List of tasks:
1) Answer these questions about the patch discussion on event enqueue and dequeue calls, one answer per line.
(a) When should the burst enqueue and dequeue calls use the non-burst calls?
(b) Why was the builtin call wrapped in __extension__?
(c) What does the v3 note say was done?
2) Write the next part of the patch discussion on event enqueue and dequeue calls, picking up after its final line.

Selected extract:
══════

On Tue, May 16, 2023 at 2:22 AM Mattias Rönnblom <hof...@lysator.liu.se> wrote:
>
> On 2023-05-15 14:38, Jerin Jacob wrote:
> > On Fri, May 12, 2023 at 6:45 PM Mattias Rönnblom
> > <mattias.ronnb...@ericsson.com> wrote:
> >>
> >> On 2023-05-12 13:59, Jerin Jacob wrote:
> >>> On Thu, May 11, 2023 at 2:00 PM Mattias Rönnblom
> >>> <mattias.ronnb...@ericsson.com> wrote:
> >>>>
> >>>> Use non-burst event enqueue and dequeue calls from burst enqueue and
> >>>> dequeue only when the burst size is compile-time constant (and equal
> >>>> to one).
> >>>>
> >>>> Signed-off-by: Mattias Rönnblom <mattias.ronnb...@ericsson.com>
> >>>>
> >>>> ---
> >>>>
> >>>> v3: Actually include the change v2 claimed to contain.
> >>>> v2: Wrap builtin call in __extension__, to avoid compiler warnings if
> >>>>       application is compiled with -pedantic. (Morten Brørup)

══════

Dataset:
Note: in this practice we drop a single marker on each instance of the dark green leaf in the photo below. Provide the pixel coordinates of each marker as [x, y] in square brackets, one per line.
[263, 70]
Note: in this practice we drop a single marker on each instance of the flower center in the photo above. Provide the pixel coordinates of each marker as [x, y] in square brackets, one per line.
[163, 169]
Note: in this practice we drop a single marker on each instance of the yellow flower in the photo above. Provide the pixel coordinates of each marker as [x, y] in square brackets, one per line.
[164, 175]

══════

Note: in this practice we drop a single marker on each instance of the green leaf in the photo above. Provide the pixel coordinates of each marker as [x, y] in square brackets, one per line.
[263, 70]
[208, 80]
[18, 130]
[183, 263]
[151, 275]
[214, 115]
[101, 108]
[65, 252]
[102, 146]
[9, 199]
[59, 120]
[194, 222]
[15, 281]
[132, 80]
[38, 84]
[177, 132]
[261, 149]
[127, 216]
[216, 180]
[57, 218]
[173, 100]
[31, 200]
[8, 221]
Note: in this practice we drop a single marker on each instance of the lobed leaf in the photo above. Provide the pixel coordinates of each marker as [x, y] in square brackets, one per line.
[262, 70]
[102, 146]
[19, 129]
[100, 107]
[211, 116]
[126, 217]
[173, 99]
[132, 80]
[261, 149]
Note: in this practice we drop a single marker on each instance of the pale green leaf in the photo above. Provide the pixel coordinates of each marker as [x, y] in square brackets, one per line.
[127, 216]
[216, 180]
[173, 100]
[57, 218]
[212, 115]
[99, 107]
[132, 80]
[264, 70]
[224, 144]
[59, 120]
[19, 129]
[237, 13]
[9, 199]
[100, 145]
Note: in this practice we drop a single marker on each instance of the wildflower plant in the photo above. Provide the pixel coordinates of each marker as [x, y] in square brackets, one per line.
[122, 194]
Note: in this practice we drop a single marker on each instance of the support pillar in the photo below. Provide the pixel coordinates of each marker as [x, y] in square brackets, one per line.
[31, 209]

══════

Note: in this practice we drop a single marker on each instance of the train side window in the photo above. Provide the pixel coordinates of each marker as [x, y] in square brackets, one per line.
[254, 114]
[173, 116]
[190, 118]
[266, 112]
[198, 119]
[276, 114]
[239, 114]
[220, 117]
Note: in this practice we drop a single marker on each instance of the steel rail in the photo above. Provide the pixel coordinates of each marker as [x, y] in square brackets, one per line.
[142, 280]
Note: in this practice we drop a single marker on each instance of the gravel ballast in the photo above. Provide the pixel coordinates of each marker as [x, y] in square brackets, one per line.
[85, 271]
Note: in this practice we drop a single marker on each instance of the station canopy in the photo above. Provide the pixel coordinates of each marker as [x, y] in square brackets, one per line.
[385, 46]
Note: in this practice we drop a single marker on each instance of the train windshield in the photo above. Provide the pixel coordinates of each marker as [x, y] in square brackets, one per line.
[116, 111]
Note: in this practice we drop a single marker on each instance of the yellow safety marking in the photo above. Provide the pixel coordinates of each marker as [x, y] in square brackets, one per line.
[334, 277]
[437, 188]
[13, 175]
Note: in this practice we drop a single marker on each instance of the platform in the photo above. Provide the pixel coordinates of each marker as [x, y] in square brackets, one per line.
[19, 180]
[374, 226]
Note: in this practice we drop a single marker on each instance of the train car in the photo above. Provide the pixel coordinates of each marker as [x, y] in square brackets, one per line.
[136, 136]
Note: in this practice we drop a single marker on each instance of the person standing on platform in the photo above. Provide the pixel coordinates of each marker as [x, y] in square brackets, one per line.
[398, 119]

══════

Per-task answers:
1)
(a) Only when the burst size is a compile-time constant equal to one.
(b) To avoid compiler warnings if the application is compiled with -pedantic.
(c) It actually includes the change that v2 claimed to contain.

2)
> >>>> ---
> >>>>    lib/eventdev/rte_eventdev.h | 4 ++--
> >>>>    1 file changed, 2 insertions(+), 2 deletions(-)
> >>>>
> >>>> diff --git a/lib/eventdev/rte_eventdev.h b/lib/eventdev/rte_eventdev.h
> >>>> index a90e23ac8b..a471caeb6d 100644
> >>>> --- a/lib/eventdev/rte_eventdev.h
> >>>> +++ b/lib/eventdev/rte_eventdev.h
> >>>> @@ -1944,7 +1944,7 @@ __rte_event_enqueue_burst(uint8_t dev_id, uint8_t 
> >>>> port_id,
> >>>>            * Allow zero cost non burst mode routine invocation if 
> >>>> application
> >>>>            * requests nb_events as const one
> >>>>            */
> >>>> -       if (nb_events == 1)
> >>>> +       if (__extension__(__builtin_constant_p(nb_events)) && nb_events 
> >>>> == 1)
> >>>
> >>> "Why" part is not clear from the commit message. Is this to avoid
> >>> nb_events read if it is built-in const.
> >>
> >> The __builtin_constant_p() is introduced to avoid having the compiler
> >> generate a conditional branch and two different code paths in case
> >> nb_elem is a run-time variable.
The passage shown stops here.